→ **WORK TO DO**:
A. List the section headings in the article on product team charters that name reasons for confusion about the product role.
B. According to the product team charter article, why are the expectations a product manager or their peers bring from prior companies almost guaranteed to be wrong?
C. Pick up the article on product team charters after its final sentence and keep writing in the same voice.

→ **TEXT PROVIDED**:
Why a Product Team Charter Will Accelerate Your Team

We’ve all been there.  

Our mom (or anyone else) asks, “What do you do?”, and we respond with “I’m a product manager”. Next we see a facial expression that clearly means “What is that?”.  Then we struggle to explain what a product manager is, usually surrendering after a minute or two when it becomes clear that we’ve done nothing to improve their understanding.

This happens all the time.  

After we’ve done this dance 20-30 times, most of us start to punt with “I’m in software” or something similarly vague to save time.

We don’t get the question of ‘what is a product manager’ from coworkers very often.  Hopefully that’s because our coworkers, leadership team, and product managers all have a common set of expectations for product.  

But what if they don’t?

If the company is not aligned on what to expect from the product team, there will be tremendous friction that reduces the team’s ability to efficiently and effectively create great products.

Though it may seem surprising, this misalignment of expectations and the subsequent friction happens more often than we might think.


Why would there be any confusion?

It seems counter-intuitive that there could be confusion about why such an important team exists and what their role at the company is, but there are several key reasons this can happen.

The Product Role Is Inherently Hard to Understand

To start with, Product is a hard role to understand - at least, more difficult than other typical roles.  We can be doing something different every day, and the number of variant activities could be any one of 100 things.  Even for Product Managers, it’s hard to explain all the things you do in a way that people understand it.

Most People Only Observe A Small Part of the Product Role

Non-product roles who work with product can easily misunderstand what a product person is responsible for because they only see a small slice of what Product does.  We are working with people from almost every discipline at the company in service to creating a great product that serves customers in a way that makes the business successful.  As the ‘hub of the wheel’ working with all of these spokes, few of these peers will observe and understand the full range of activities we are involved in.  This can lead many to believe they understand when they truly only understand the small subset they have observed.

Product Roles Are Inconsistent Across Companies

Adding to the confusion is the fact that more than almost any other role Product is wildly divergent at different companies, with different roles, responsibilities, and even titles. 

A Product Manager at Amazon is fundamentally different than a Product Manager at Oracle, yet they both have the same title.  There is so much divergence that the titles have mostly become meaningless - you can’t know what someone was responsible for based on title or company. 

What this means is any knowledge or expectations that a product manager or their peers bring from prior companies is almost guaranteed to be wrong.  The definition of what Product is and does is company-specific.

We Assume Everyone Understands

Many organizations assume everyone understands what product is and what they do without ever specifically defining it, communicating it, or repeating it.

Defining roles is not something that most organizations routinely do; we can safely define the role/org once and rely on assumptions and observations most of the time.

(Location identification items)
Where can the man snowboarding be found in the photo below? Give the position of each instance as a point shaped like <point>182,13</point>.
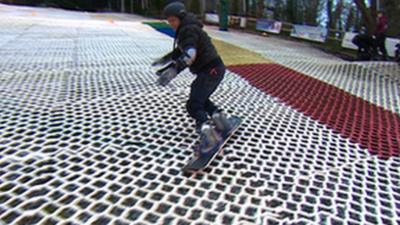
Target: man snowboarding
<point>193,49</point>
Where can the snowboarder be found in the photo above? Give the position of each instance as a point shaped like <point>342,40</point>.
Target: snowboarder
<point>193,48</point>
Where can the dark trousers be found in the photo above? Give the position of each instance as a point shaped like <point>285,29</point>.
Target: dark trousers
<point>380,45</point>
<point>199,105</point>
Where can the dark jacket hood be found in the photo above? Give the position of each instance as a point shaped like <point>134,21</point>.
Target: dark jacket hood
<point>190,20</point>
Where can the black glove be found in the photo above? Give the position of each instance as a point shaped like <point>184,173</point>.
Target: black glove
<point>167,74</point>
<point>163,60</point>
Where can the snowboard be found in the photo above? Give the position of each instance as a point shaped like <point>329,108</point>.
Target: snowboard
<point>200,163</point>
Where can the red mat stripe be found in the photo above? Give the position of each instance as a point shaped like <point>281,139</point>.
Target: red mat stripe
<point>371,126</point>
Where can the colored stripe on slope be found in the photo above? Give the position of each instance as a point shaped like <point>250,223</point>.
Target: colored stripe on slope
<point>373,127</point>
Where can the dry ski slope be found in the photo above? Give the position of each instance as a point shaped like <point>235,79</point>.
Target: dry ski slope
<point>87,137</point>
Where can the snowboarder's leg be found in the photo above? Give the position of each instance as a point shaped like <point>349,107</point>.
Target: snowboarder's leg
<point>198,105</point>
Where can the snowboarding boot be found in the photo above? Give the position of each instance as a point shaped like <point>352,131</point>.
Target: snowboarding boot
<point>223,123</point>
<point>209,141</point>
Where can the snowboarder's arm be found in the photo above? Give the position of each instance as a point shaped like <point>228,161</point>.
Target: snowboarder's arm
<point>173,55</point>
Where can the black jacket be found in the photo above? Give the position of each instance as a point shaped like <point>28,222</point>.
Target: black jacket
<point>191,34</point>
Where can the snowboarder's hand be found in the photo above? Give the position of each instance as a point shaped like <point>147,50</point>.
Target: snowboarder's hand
<point>159,62</point>
<point>167,74</point>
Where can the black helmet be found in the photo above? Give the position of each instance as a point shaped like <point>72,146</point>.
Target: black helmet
<point>175,9</point>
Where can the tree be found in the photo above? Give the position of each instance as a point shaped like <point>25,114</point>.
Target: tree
<point>367,14</point>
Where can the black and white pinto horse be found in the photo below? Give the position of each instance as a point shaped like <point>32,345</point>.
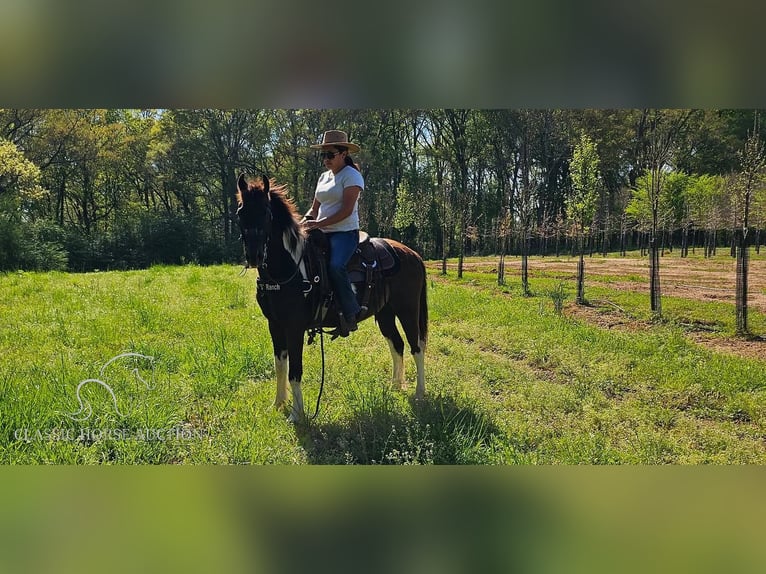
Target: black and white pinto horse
<point>275,243</point>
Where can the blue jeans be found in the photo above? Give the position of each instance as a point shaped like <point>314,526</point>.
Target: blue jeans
<point>342,247</point>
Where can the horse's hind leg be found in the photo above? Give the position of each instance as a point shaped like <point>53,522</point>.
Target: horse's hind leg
<point>387,325</point>
<point>295,350</point>
<point>409,321</point>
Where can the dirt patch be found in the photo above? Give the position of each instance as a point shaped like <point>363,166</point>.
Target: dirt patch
<point>690,278</point>
<point>613,319</point>
<point>693,278</point>
<point>751,349</point>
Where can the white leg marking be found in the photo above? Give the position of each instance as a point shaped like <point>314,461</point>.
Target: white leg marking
<point>297,413</point>
<point>398,361</point>
<point>280,366</point>
<point>420,390</point>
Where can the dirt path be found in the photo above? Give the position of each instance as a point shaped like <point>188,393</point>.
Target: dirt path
<point>692,278</point>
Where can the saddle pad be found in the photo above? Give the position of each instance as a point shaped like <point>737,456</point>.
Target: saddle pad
<point>375,252</point>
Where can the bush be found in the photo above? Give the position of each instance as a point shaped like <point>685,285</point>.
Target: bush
<point>38,246</point>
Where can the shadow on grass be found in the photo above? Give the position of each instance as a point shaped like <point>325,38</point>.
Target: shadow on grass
<point>389,430</point>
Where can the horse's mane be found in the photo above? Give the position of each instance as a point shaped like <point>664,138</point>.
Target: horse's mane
<point>283,209</point>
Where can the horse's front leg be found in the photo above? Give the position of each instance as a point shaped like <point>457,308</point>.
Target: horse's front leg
<point>279,341</point>
<point>295,355</point>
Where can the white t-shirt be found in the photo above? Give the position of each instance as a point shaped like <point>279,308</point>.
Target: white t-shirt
<point>329,194</point>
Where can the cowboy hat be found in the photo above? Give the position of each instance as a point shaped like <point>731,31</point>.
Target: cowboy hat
<point>336,138</point>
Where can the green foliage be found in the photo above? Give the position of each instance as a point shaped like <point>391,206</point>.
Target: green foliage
<point>509,381</point>
<point>36,246</point>
<point>584,171</point>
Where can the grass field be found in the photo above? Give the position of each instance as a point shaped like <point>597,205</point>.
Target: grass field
<point>509,379</point>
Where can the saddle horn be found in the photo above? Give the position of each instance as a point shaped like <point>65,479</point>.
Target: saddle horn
<point>242,182</point>
<point>265,179</point>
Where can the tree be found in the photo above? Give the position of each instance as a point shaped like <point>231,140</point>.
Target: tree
<point>662,129</point>
<point>749,179</point>
<point>581,203</point>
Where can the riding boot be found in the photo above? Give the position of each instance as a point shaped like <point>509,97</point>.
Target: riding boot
<point>346,326</point>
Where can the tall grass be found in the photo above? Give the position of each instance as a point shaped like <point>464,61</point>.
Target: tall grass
<point>510,380</point>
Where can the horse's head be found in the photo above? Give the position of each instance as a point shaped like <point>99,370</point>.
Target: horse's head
<point>255,218</point>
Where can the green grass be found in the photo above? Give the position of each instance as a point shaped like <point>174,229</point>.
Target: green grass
<point>509,380</point>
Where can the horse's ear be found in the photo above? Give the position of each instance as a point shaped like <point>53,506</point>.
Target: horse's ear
<point>242,183</point>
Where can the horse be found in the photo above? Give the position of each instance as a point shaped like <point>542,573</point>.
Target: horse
<point>276,244</point>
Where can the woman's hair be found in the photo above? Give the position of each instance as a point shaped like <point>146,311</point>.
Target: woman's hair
<point>349,160</point>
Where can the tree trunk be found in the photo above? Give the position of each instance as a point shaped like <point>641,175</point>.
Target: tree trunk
<point>654,278</point>
<point>743,256</point>
<point>525,265</point>
<point>581,276</point>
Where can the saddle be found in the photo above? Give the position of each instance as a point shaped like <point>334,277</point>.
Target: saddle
<point>373,261</point>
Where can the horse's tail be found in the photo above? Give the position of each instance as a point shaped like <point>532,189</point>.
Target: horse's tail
<point>423,316</point>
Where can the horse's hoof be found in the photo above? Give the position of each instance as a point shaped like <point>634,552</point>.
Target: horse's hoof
<point>295,418</point>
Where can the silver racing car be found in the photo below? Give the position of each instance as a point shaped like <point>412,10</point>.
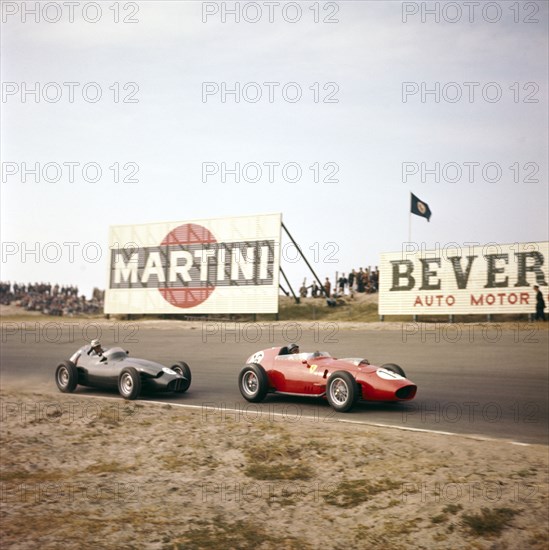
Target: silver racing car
<point>114,368</point>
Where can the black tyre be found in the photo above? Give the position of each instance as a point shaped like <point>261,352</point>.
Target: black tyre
<point>253,383</point>
<point>182,368</point>
<point>342,391</point>
<point>66,376</point>
<point>393,368</point>
<point>129,383</point>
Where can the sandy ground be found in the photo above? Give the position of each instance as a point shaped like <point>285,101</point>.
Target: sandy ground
<point>81,472</point>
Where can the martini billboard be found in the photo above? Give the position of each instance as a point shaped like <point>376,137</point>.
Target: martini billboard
<point>494,278</point>
<point>222,265</point>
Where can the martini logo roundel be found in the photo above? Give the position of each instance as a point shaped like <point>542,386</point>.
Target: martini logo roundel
<point>187,295</point>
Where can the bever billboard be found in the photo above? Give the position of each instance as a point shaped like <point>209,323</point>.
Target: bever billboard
<point>495,278</point>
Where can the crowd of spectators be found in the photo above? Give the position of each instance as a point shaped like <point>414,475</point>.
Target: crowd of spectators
<point>361,281</point>
<point>51,299</point>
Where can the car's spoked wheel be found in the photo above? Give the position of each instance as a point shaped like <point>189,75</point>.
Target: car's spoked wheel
<point>66,377</point>
<point>253,383</point>
<point>129,383</point>
<point>183,369</point>
<point>342,391</point>
<point>250,383</point>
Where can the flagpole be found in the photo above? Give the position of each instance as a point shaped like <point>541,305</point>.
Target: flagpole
<point>410,220</point>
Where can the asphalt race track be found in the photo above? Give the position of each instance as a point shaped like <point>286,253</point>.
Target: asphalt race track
<point>490,383</point>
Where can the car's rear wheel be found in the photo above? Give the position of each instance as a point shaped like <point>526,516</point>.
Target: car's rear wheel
<point>129,383</point>
<point>253,383</point>
<point>394,368</point>
<point>183,369</point>
<point>342,391</point>
<point>66,376</point>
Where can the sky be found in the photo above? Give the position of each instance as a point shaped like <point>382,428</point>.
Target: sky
<point>372,95</point>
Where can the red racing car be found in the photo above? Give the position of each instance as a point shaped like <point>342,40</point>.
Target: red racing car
<point>342,381</point>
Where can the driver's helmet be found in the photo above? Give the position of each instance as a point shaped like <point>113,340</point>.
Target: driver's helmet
<point>95,344</point>
<point>293,348</point>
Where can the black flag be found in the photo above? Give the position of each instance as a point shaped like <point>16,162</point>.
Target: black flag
<point>420,208</point>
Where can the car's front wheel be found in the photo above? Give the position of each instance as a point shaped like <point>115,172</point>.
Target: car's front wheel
<point>183,369</point>
<point>129,383</point>
<point>253,383</point>
<point>342,391</point>
<point>66,377</point>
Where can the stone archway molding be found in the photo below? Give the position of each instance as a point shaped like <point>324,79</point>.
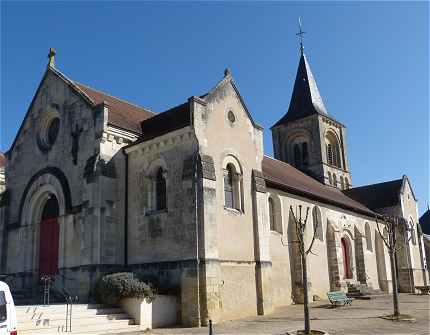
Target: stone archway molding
<point>50,180</point>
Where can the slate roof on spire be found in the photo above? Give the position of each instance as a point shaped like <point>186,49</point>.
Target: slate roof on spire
<point>306,99</point>
<point>425,222</point>
<point>2,160</point>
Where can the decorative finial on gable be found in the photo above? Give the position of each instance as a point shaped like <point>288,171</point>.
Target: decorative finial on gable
<point>300,34</point>
<point>51,57</point>
<point>227,72</point>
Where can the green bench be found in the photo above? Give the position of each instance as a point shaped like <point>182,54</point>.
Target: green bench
<point>424,290</point>
<point>339,297</point>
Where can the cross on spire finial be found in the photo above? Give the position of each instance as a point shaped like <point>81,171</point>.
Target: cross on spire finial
<point>51,57</point>
<point>300,34</point>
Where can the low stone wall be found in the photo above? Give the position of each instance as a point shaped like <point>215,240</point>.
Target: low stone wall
<point>161,312</point>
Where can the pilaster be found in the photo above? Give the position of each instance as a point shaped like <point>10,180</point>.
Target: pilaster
<point>263,266</point>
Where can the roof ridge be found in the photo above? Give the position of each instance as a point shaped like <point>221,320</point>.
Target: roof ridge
<point>380,183</point>
<point>114,97</point>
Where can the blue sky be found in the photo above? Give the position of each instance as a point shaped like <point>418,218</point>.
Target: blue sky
<point>370,60</point>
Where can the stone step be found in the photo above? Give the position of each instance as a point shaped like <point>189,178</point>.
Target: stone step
<point>51,311</point>
<point>78,326</point>
<point>132,329</point>
<point>82,318</point>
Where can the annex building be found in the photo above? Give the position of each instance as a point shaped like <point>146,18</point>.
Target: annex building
<point>187,198</point>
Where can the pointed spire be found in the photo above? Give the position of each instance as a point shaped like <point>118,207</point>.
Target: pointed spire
<point>227,72</point>
<point>51,57</point>
<point>306,99</point>
<point>300,34</point>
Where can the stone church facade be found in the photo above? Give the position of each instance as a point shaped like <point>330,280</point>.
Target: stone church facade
<point>187,199</point>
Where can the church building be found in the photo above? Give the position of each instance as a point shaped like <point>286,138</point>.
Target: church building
<point>187,199</point>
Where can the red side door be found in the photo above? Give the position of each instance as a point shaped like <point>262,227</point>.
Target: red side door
<point>48,247</point>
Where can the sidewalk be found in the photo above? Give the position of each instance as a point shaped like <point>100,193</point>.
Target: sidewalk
<point>361,318</point>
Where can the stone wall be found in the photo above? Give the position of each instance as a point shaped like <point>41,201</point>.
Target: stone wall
<point>84,175</point>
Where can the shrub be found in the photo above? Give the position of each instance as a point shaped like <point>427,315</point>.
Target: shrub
<point>110,289</point>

→ **PER-TASK OUTPUTS**:
A.
- The Product Role Is Inherently Hard to Understand
- Most People Only Observe A Small Part of the Product Role
- Product Roles Are Inconsistent Across Companies
- We Assume Everyone Understands

B. Product varies wildly from company to company in roles, responsibilities, and even titles. A Product Manager at Amazon is fundamentally different from one at Oracle. Because of this, the definition of what Product is and does is specific to each company.

C.
We don’t need to define what Sales is, we don’t need to define what Engineering is.  There is not muscle memory around defining roles and responsibilities at smaller more innovative companies - that feels like something for huge companies or older-guard companies like IBM. 

Without defining what Product means at our company, everyone is left to define it for themselves. 


How Inconsistent Expectations Slow Us Down

The product team always has too many things to do, so it is critical that they prioritize their time effectively or they can easily miss important work or burn out trying to do it all.  

Intentional Over-Investment

Without a clear definition of the charter of the Product team, the team will prioritize based on their internal definition of what a product manager is and how to most effectively succeed at that definition.  If their definition is different than the company expects, they will be perpetually off-course. 

For example, maybe a product manager believes that they need to define the market segmentation, but at our organization the Marketing team does that.  They will spend far too much time researching marketing segments and trying to define them, when they could easily partner with marketing. 

Or maybe the PM believes that their job is to ‘drive engineering team growth’, but at our organization the Engineering manager does that.  They will spend a lot of time understanding each person on the engineering team, their desires and objectives and trying to service those desires with their prioritization when they could just partner with the engineering manager on those things.

Unintentional Over-Investment

Our product team will also struggle to de-prioritize the many requests they get from their counterparts in other functional areas like Sales, Success, Marketing, Engineering, or Design. 

Why not get on every sales call that involves your product?  Why not spend 3 days per week with the success team auditing cases?  Why not sit in on every code review or design working session?  Isn’t that your job?

All of the time spent with these teams will reduce the time that product spends on the other critical functions of their role.

Extra Friction

Even if our product team has an accurate idea of where they should focus their time, if their peers aren’t on the same page there will be a lot of friction day in and day out.

For example, if the both the product team and design team believe they own customer research, waste surrounding research activities. We may have duplicated efforts, where both teams research the same topics, and then struggle to align on results. We may have disagreement on what to research, when, and how. These disagreements will slow the team in making decisions, and make it harder and harder for design and product to work together.

Imagine this happening with potentially every single person a product manager works with: it would be and is exhausting.

All of which is wasted time that could be resolved with a clear definition, aligned across organizations and clearly communicated.

Poor Communication Channels

Because the product manager role is cross-functional, they rely heavily on their cross-functional peers to loop them into the right information at the right time. If these partner functions (sales, engineering, marketing, etc) don’t understand the product function, they won’t know what is relevant or what is not.

For example, if the support team doesn’t understand that product is always looking for the underlying ‘why’ behind a customer need. In that case, when a customer asks for a capability, the support team may not ask about the why - and product will either not know, or have to go back and talk with the customer again. The support team may not capture the why, or share it with product.

If the other functional teams have clarity about product, they can identify opportunities to collect and share helpful information, which saves time and drives better informed decisions.

Poor Morale and Product Team Churn

All of the struggles above paint a picture of a role and organization that is hard to work in.

Imagine facing pushback on the concept of your role in the organization in nearly every interaction. Such an environment can exist, and it drives low morale on the product team and eventually product team churn.

There is nothing that slows us down as much as product team churn.  I have long thought that it takes 12mos before a new product manager is at their best: when they know the people, product, and processes at the company and can make good judgements quickly.  When we lose a product manager, we have to start again building that amazingly efficient and effective capability, and in the interim everything is slower and less optimal.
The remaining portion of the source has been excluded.